### Excerpted data
-*-*-

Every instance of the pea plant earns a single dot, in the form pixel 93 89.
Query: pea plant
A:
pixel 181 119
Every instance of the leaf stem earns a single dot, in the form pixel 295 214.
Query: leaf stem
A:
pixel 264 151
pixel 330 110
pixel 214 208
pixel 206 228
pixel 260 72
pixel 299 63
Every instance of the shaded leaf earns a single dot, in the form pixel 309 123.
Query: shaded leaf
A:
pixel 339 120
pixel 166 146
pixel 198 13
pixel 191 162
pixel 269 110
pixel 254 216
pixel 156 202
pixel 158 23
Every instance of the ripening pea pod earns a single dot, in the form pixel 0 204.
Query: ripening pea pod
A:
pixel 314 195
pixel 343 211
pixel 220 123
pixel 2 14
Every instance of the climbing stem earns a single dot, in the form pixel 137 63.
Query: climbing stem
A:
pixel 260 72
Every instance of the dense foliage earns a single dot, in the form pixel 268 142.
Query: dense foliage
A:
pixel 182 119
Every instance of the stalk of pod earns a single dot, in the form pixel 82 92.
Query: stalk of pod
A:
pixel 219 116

-*-*-

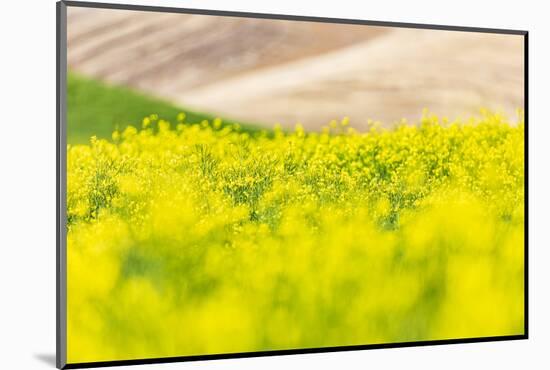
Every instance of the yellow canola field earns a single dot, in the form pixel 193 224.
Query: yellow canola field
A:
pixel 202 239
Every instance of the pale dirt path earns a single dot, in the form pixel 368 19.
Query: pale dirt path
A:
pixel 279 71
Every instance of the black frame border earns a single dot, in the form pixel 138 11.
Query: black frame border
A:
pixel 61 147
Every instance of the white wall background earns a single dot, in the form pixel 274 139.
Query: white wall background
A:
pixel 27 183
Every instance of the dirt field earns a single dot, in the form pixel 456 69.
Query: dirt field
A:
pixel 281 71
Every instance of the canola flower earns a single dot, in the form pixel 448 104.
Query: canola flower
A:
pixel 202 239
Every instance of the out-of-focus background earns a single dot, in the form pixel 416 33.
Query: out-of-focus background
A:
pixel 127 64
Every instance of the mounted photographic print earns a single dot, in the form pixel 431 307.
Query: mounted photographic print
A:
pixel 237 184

-*-*-

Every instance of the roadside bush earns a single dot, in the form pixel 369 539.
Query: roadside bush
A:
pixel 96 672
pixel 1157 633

-*-*-

Scan the material above for the string "border". Return each line where it occurs.

Every instance of the black frame border earns a single dot, in the form pixel 138 11.
Query: black frame border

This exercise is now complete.